**Quoted passage:**

_____

Collaboration with Other Professionals

When my 8th grade science class began asking geology questions beyond the scope of my knowledge, I knew it was time to seek help.  I was reminded of a chance conversation I had with the wife of a geologist in which she had offered his assistance should I ever need it.  Now was the time, so I pulled out his card and sent him an e-mail.  When I contacted him, he asked if he could bring a second geologist to speak with my class.  They brought rock and mineral samples and a wealth of knowledge for my students.  We invited other classes to come and join the fun.   

This is but one example of how valuable collaboration with specialists or other professionals can be for students.  Though face-to-face interaction is, of course, preferable, it is not always possible.  However, the Internet has opened up a world of opportunity to connect with professionals that may be anywhere in the world.

An excellent example of ongoing collaboration is the work of Amy Bower ( an oceanographer)  with Kate Fraser's science students at Perkins.   For a description of the collaboration between Amy and Kate please refer to  http://www.perkinselearning.org/accessible-science/meet-amy-bower-physical-oceanographer-visual-impairment and the link to Kate's blog created for students with visual impairment http://www.perkinselearning.org/accessible-science/amy-bower-blog

I have occasionally been contacted by individuals from a University who are interested in presenting to my students.  These presentations have generally been very interesting to students.  Last year, a group of Post Doctoral Neuroscience students from the University of Texas presented to a group of 30 students at TSBVI to .  They spoke to the group about the nervous system and allowed the students to observe 3-D models of nerve cells which they produced  using a 3-D printer.  Students were all very engaged as the U.T. group gave them an opportunity to  "hear" their nerves firing.

_____

**Extracted material:**
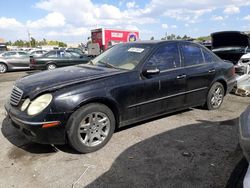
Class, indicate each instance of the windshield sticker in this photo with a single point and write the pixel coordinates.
(137, 50)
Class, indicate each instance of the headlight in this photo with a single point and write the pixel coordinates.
(25, 104)
(39, 104)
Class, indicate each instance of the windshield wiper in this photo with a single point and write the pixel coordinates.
(107, 64)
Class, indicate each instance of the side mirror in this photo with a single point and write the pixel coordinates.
(148, 72)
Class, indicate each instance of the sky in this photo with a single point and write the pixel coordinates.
(71, 20)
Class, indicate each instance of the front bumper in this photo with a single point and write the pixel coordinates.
(230, 85)
(31, 127)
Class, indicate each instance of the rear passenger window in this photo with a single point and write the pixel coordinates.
(166, 57)
(209, 58)
(51, 54)
(192, 55)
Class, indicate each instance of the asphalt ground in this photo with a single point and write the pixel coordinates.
(191, 148)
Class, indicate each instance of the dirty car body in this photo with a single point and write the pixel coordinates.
(244, 127)
(57, 58)
(155, 78)
(230, 45)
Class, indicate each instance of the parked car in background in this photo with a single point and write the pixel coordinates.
(230, 45)
(128, 83)
(14, 60)
(77, 50)
(3, 48)
(57, 58)
(37, 53)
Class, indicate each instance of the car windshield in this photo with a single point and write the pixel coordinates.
(122, 56)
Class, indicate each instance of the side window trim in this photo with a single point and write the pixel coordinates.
(159, 47)
(182, 55)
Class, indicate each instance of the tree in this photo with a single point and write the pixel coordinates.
(61, 44)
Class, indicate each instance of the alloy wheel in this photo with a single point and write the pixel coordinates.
(3, 68)
(217, 97)
(94, 128)
(51, 67)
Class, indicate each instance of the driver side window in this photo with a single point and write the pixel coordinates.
(165, 58)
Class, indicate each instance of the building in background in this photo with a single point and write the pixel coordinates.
(109, 37)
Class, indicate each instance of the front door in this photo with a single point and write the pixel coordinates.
(199, 73)
(163, 91)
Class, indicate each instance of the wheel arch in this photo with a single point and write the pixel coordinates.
(224, 83)
(2, 62)
(107, 102)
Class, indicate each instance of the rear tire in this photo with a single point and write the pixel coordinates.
(215, 96)
(3, 68)
(90, 127)
(50, 66)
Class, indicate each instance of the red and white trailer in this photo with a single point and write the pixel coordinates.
(109, 37)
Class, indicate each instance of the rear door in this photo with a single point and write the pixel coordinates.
(199, 73)
(164, 91)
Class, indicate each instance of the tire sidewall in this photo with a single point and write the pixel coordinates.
(210, 94)
(6, 68)
(74, 123)
(47, 66)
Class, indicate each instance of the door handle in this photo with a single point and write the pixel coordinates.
(211, 71)
(181, 76)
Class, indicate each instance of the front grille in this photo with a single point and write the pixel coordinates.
(16, 96)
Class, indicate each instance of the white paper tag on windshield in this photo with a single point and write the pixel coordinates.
(137, 50)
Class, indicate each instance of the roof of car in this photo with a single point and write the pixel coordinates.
(157, 41)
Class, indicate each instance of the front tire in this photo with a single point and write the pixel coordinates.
(51, 66)
(91, 127)
(3, 68)
(215, 96)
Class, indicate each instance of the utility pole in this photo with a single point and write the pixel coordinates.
(29, 37)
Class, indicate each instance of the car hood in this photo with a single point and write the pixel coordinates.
(246, 56)
(35, 84)
(229, 39)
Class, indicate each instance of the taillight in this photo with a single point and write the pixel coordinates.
(232, 71)
(32, 61)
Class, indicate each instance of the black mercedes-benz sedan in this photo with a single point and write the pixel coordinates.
(128, 83)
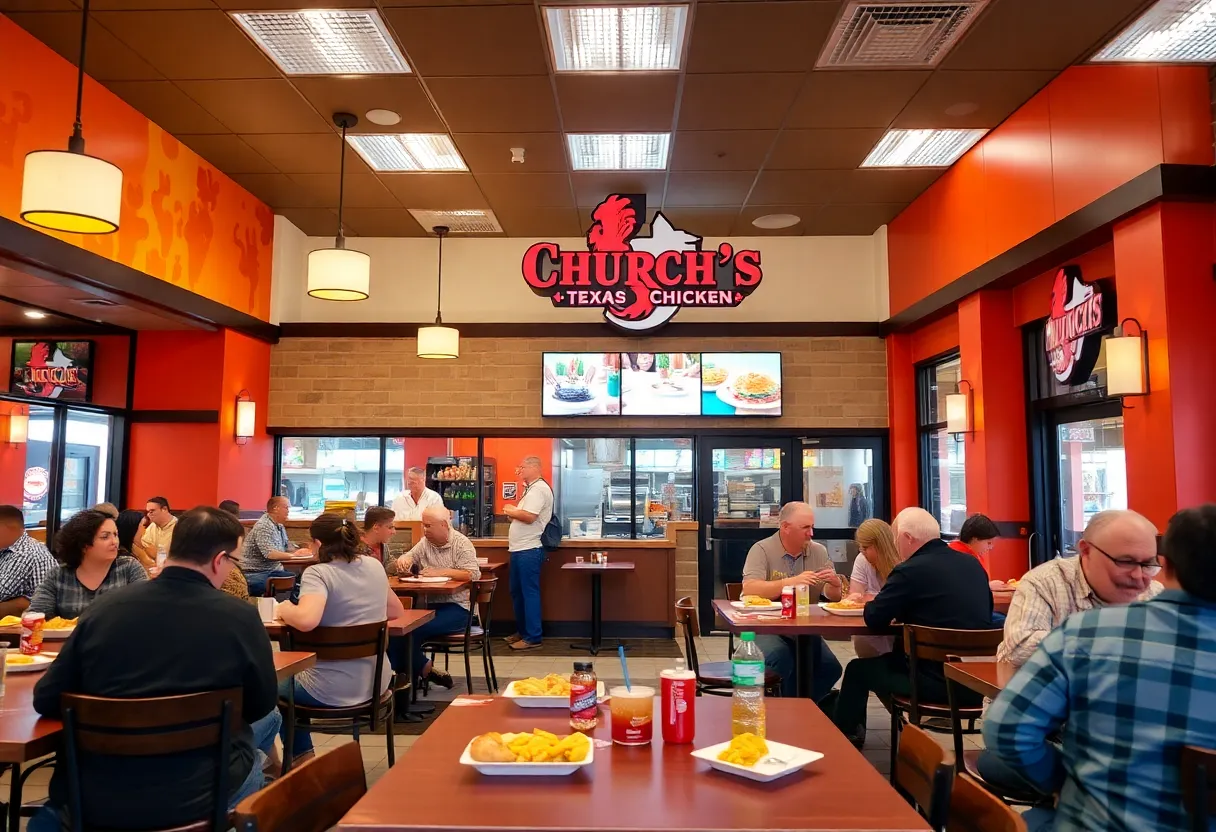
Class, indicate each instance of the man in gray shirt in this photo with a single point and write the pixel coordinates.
(791, 558)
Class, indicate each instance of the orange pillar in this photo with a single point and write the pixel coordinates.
(997, 479)
(1164, 259)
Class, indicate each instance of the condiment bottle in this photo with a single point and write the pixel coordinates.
(584, 697)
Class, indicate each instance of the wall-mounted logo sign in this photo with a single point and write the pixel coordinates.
(1080, 314)
(640, 282)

_____

**Problem description:**
Continue the piece above on bringing outside professionals into science classes, picking up after its last sentence.

**Response:**
I have also had the pleasure of collaborating with our resident space expert at TSBVI, Jim Allan.  Jim has been involved in Space Camp for over 20 years.  As a new teacher 7 years ago, I taught a broad range of content, including 8th grade Earth Science.  When I met Jim and discovered his passion for space, I asked if he could come and guest teach.  Each year that I have taught this content since then, I have invited him to visit my class.  This has both raised the interest level in the content and allowed for more indepth discussion. This collaboration has had the added benefit of Space Camp recruitment.   

 
Where best to find professionals to invite to your class? 
  • Is there a University or College nearby? 

  • Private companies

  • Social connections

  • Other Professional Connections

  • On-line professional connections

  • Be creative

None of us can be an expert in everything, particularly given the broad range of specialized content presented to students with visual impairment.  Most Teachers of the Visually Impaired (TVIs) are not experts in science, but have expertise in adapting materials and making accommodations.  Science teachers, on the other hand, strive to make lessons accessible to students who are blind.  Teamwork is the key and sometimes the "team" needs to expand to the community as a whole.